__Work to complete__
Pull out the full DUI question and answer below, word for word.

__Excerpt to read__
Question: The other night I was coming home from my company's cigar
and bourbon party in midtown Atlanta. It was a blast - good cigars and
top notch bourbon. Problem is that I was stopped for failure to maintain
lane as I was coming home and was arrested for
DUI . I tried to do the
field sobriety tests but I didn't do well on the walk and turn part because I broke my
ankle playing tennis in an ALTA tennis league a little while ago. Does
it help my case that my ankle was hurt?
Answer: First off, cigar and bourbon nights can be a lot of fun and they
are gaining in popularity. A good cigar, like a Macanudo, Arturo Fuente,
H. Upmann, Ashton, Partagas, CAO, Cohiba, Montecristo, Romeo y Julieta
or El Rey de Mundocan be quite enjoyable, especially when coupled with
a good bourbon like Maker's Mark, Jack Daniel's, Knob Creek, Woodford
Reserve, Elijah Craig, Pappy van Winkle, Bulleit, Jim Beam, Evan Williams,
or Wild Turkey.

Records of labeled points
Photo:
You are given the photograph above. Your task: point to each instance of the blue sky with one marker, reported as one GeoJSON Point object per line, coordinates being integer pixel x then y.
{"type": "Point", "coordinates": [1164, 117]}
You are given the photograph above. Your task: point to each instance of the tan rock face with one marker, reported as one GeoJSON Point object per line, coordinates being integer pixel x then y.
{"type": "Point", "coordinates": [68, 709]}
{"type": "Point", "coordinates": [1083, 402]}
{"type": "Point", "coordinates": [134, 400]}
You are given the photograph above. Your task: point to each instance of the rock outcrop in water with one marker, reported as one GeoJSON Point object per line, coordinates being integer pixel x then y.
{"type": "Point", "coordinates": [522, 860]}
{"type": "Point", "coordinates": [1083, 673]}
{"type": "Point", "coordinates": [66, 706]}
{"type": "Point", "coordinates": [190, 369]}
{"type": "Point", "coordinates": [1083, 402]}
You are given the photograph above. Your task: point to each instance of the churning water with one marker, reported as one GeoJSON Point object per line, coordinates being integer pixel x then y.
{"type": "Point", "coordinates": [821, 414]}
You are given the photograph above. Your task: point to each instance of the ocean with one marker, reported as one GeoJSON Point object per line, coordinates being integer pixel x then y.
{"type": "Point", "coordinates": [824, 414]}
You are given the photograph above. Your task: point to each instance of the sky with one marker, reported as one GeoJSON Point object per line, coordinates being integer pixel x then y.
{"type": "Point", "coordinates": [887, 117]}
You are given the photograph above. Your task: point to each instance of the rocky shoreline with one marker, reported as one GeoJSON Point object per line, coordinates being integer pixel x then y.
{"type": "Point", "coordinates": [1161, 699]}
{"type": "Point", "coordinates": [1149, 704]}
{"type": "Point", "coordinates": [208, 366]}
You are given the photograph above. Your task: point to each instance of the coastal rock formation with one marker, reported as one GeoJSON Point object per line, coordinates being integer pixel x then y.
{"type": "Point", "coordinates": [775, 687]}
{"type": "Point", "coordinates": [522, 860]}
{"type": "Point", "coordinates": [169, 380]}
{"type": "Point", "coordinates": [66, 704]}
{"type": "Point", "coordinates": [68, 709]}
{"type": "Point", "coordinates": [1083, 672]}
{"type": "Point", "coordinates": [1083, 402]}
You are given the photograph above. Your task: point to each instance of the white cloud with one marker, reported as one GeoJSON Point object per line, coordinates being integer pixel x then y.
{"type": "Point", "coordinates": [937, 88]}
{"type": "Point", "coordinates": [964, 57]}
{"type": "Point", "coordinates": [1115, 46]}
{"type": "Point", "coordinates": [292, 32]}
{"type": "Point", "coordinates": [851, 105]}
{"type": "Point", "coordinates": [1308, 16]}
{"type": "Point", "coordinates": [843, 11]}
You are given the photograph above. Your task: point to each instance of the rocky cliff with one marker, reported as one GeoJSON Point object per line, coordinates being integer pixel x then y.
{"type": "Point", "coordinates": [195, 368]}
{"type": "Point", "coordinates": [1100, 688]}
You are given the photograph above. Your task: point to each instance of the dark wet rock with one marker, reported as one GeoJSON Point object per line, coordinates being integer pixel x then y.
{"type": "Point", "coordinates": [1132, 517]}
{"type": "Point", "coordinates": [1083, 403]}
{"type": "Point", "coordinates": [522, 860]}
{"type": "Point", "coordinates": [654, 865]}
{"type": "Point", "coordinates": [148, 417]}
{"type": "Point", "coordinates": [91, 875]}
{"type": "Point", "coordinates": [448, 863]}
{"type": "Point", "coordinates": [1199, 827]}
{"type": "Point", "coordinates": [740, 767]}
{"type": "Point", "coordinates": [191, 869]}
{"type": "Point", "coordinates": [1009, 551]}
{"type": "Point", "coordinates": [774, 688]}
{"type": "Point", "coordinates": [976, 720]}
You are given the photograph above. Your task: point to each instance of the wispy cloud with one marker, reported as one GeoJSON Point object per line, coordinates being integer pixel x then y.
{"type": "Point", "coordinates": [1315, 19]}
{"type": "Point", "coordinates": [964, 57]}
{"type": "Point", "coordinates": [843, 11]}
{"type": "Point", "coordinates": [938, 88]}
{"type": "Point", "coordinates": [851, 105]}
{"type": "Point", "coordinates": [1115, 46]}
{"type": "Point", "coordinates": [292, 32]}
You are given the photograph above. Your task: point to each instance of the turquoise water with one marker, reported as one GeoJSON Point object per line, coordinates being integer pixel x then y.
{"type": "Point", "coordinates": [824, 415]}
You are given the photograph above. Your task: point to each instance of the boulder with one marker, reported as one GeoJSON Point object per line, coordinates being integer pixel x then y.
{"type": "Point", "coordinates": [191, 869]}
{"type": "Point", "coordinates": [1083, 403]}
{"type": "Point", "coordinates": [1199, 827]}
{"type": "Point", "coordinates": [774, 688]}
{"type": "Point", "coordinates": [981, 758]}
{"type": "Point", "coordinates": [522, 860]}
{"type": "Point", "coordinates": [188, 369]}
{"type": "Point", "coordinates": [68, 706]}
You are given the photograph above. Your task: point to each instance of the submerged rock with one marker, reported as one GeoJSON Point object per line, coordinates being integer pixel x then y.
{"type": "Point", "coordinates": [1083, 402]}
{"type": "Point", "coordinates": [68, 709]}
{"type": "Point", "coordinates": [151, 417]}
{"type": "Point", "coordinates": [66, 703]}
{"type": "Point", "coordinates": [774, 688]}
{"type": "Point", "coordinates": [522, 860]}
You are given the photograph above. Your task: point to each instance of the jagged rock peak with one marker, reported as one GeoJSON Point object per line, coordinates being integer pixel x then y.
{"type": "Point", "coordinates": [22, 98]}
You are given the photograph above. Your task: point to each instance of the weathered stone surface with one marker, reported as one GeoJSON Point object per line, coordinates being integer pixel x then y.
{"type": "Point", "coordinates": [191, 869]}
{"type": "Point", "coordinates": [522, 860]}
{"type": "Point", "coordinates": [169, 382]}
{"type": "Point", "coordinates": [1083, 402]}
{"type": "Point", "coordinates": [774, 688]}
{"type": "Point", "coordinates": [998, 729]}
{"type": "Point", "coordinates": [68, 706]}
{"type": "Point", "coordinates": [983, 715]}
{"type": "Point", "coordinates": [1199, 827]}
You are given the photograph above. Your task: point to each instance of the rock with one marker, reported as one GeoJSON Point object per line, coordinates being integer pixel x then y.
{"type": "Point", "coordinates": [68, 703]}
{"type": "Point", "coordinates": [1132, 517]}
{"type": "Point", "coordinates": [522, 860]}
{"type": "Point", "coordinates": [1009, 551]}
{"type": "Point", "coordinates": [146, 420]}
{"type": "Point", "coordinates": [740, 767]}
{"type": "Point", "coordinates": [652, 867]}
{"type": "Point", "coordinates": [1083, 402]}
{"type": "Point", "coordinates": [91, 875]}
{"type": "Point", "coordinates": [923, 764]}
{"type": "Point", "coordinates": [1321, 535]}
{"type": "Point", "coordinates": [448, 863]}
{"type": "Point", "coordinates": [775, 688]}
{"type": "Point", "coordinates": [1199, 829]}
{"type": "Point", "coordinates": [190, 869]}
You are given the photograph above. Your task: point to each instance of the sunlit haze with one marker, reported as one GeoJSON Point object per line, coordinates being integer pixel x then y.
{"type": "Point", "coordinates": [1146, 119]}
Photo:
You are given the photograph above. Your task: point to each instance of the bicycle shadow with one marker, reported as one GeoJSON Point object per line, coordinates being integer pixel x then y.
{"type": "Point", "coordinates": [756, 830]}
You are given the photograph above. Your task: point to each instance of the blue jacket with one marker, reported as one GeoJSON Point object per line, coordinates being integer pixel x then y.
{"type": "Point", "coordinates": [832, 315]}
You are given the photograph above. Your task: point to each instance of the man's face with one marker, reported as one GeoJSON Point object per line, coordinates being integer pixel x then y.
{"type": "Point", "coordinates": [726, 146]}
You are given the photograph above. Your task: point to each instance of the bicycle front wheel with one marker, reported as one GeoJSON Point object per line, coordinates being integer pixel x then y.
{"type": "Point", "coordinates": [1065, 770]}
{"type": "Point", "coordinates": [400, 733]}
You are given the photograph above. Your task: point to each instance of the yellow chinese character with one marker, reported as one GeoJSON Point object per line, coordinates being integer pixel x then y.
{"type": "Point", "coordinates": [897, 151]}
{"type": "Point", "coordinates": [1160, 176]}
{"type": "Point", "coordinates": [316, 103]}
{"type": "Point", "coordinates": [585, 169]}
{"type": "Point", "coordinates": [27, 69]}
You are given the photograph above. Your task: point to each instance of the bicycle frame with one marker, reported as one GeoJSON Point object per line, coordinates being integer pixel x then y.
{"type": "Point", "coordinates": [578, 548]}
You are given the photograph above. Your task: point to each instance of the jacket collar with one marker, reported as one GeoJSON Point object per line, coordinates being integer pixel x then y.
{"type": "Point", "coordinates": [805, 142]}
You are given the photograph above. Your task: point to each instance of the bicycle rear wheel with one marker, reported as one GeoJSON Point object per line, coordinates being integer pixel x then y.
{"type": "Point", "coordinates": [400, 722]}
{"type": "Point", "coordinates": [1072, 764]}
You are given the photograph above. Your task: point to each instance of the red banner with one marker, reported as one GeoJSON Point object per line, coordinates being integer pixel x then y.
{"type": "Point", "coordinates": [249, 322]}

__Exercise response__
Question: The other night I was coming home from my company's cigar
and bourbon party in midtown Atlanta. It was a blast - good cigars and
top notch bourbon. Problem is that I was stopped for failure to maintain
lane as I was coming home and was arrested for
DUI . I tried to do the
field sobriety tests but I didn't do well on the walk and turn part because I broke my
ankle playing tennis in an ALTA tennis league a little while ago. Does
it help my case that my ankle was hurt?
Answer: First off, cigar and bourbon nights can be a lot of fun and they
are gaining in popularity. A good cigar, like a Macanudo, Arturo Fuente,
H. Upmann, Ashton, Partagas, CAO, Cohiba, Montecristo, Romeo y Julieta
or El Rey de Mundocan be quite enjoyable, especially when coupled with
a good bourbon like Maker's Mark, Jack Daniel's, Knob Creek, Woodford
Reserve, Elijah Craig, Pappy van Winkle, Bulleit, Jim Beam, Evan Williams,
or Wild Turkey.